* **Required actions**
a: In the passage on sport, what are named as the basic organizational means of traditional sport in the world today?
b: Extend the passage on sport, picking up after its final sentence.

* **Source**
━━━━━━━━━━━━━━━━━━━━

Sport is either private, like the prayer which man performs alone by himself even inside a closed room, or public, practised collectively in open places, like the prayer which is practised collectively in places of worship. The first type of sport concerns the individual himself, while the second type is of concern to all people. It must be practised by all people and should not be left to anybody to practise on their behalf. It is unreasonable for crowds to enter places of worship just to view a person or a group of people praying without taking part. It is equally unreasonable for crowds to enter playgrounds and arenas to watch a player or a team without participating themselves.

Sport is like praying, eating, and the feeling of warmth and coolness. It is stupid for crowds to enter a restaurant just to look at a person or a group of persons eating; it is stupid for people to let a person or a group of persons get warmed or enjoy ventilation on their behalf. It is equally illogical for the society to allow an individual or a team to monopolize sports while the people as a whole pay the costs of such a monopoly for the benefit of one person or a team. In the same way people should not democratically allow an individual or a group, whether party, class, sect, tribe or parliament, to replace them in deciding their destiny and in defining their needs.

Private sport is of concern only to those who practise it on their own and at their own expense. Public sport is a public need and the people should not be represented in its practice either physically or democratically. Physically, the representative cannot transmit to others how his body and morale benefited from sport. Democratically, no individual or team has the right to monopolize sport, power, wealth or arms for themselves. Sporting clubs are the basic organizational means of traditional sport in the world today. They get hold of all expenditures and public facilities allocated to sport in every state. These institutions are only social monopolistic instruments like all dictatorial political instruments which monopolize authority, economic instruments which monopolize wealth, and traditional military instruments which monopolize arms. As the era of the masses does away with the instru- ments monopolizing power, wealth and arms, it will, inevitably, destroy the monopoly of social activity such as sports, horsemanship and so forth. The masses who queue to vote for a candidate to represent them in deciding their destiny act on the impossible assumption that he will represent them and embody, on their behalf, their dignity, sovereignty and point of view. However those masses, who are robbed of their will and dignity, are reduced to mere spectators, watching another person performing what they should, naturally, be doing themselves.

The same holds true of the crowds which fail to practise sport by themselves and for themselves because of their ignorance. They are fooled by monopolistic instruments which endeavour to stupefy them and divert them to indulging in laughter and applause instead. Sport, as a social activity, must be for the masses, just as power, wealth and arms should be in the hands of the people.

━━━━━━━━━━━━━━━━━━━━

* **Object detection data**
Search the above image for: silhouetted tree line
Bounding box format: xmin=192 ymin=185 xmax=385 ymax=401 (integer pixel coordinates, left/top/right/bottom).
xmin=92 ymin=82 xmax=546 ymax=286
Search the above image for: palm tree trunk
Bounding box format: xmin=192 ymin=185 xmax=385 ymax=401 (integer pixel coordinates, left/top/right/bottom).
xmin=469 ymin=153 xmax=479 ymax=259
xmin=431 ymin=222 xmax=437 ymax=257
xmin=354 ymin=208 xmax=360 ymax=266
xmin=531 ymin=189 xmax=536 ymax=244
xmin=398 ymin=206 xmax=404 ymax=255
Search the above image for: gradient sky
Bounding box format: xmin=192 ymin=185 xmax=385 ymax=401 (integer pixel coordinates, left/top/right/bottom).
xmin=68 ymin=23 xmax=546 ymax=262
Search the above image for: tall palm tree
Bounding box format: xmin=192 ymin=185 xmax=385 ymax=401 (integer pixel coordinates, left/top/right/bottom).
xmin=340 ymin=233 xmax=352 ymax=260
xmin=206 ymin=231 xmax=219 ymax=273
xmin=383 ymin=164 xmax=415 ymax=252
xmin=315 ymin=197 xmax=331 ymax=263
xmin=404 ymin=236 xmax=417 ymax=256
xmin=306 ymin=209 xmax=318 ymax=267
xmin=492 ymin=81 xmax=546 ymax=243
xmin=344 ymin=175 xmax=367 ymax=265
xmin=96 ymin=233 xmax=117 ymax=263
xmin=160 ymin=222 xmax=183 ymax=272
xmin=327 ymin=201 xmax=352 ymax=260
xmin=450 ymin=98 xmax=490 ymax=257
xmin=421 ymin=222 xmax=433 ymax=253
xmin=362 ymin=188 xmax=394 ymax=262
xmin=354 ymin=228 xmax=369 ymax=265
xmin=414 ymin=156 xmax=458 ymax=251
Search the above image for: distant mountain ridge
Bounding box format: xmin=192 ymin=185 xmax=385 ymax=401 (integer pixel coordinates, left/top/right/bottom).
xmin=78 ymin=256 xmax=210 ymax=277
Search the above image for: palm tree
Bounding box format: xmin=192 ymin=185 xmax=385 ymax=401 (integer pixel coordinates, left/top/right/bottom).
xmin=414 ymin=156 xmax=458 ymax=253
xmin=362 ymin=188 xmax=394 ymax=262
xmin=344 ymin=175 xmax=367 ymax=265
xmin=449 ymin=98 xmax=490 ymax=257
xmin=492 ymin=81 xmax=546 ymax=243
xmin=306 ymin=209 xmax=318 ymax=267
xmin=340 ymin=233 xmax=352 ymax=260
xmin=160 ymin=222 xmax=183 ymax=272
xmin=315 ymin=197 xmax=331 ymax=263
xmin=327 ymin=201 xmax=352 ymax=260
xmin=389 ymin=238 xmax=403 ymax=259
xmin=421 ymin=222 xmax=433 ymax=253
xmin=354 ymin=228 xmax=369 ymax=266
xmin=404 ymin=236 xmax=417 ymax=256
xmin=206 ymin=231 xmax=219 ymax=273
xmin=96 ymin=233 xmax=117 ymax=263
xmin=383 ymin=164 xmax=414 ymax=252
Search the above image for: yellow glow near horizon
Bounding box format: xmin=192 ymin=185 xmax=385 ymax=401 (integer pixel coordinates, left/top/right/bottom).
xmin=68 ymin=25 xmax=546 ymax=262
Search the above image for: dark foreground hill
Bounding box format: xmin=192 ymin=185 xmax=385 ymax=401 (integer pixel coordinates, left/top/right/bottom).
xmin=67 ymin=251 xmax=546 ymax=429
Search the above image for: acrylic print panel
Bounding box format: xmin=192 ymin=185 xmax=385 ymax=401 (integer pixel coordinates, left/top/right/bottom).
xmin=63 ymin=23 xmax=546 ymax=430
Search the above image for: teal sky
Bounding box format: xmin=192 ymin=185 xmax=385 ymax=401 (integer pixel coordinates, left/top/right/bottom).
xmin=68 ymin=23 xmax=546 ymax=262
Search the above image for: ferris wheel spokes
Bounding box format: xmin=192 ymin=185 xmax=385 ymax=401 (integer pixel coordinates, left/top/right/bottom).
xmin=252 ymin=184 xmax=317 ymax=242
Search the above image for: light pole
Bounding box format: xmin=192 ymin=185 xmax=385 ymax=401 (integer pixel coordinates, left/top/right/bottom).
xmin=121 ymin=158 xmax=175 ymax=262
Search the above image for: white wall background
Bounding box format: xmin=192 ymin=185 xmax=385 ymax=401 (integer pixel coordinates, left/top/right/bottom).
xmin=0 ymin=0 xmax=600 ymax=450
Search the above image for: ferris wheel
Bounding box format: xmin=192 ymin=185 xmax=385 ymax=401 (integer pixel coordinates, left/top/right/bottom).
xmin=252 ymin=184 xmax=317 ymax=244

━━━━━━━━━━━━━━━━━━━━

* **Outputs in order**
a: Sporting clubs.

b:
Public sport is for all the masses. It is a right of all the people for its health and recreational benefits. It is mere stupidity to leave its benefits to certain individuals and teams who monopolize them while the masses provide the facilities and pay the expenses for the establishment of public sports. The thousands who crowd stadiums to view, applaud and laugh are those foolish people who have failed to carry out the activity themselves. They line up on the shelves of the sports grounds, practising lethargy, and applauding those heroes who wrest from them the initiative, dominate the field and control the sport, exploiting the facilities the masses provide. Originally, the public grandstands were designed to demarcate the masses from the playing fields and grounds, i.e. to prevent the masses from having access to the playing fields. When the masses march and play sport in the centre of the playing fields and the open spaces, stadiums will be vacated and destroyed. That will take place when the masses become aware of the fact that sport is a public activity which must be practised rather than watched. The opposite, which would be a helpless apathetic minority that watch, would be more reasonable.

The grandstand will disappear when no one is there to occupy it. Those who are unable to perform the roles of heroism in life, who are ignorant of the events of history, who fall short of envisaging the future and who are not serious enough in their lives, are the trivial persons who fill the seats of the theatres and cinemas to watch the events of life and to learn their course. They are like pupils who occupy school desks because they are not only uneducated but also illiterate.

Those who direct the course of life for themselves do not need to watch it working through actors on the stage or in the cinemas. Likewise, horsemen who hold the reins of their horses have no seat in the grandstands at the race course. If every person has a horse, no one will be there to watch and applaud. The sitting spectators are only those who are too helpless to perform this kind of activity because they are not horsemen.

Equally, the bedouin peoples show no interest in theatres and shows because they are very serious and hard working. As they have created a serious life, they ridicule acting. Bedouin societies also do not watch performers, but perform games and take part in joyful ceremonies because they naturally recognize the need for these activities and practise them automatically.

Different types of boxing and wrestling are evidence that mankind has not got rid of all savage behaviour. Inevitably they will come to an end when man ascends the ladder of civilization. Human sacrifice and pistol duels were familiar practices in different stages of human evolution. However, those savage practices came to an end years ago. Man now laughs at himself and regrets such acts. That will be the fate of boxing and wrestling after tens or hundreds of years. However, the more the people are civilized and sophisticated, the more they are able to ward off both the performance and the encouragement of these practices.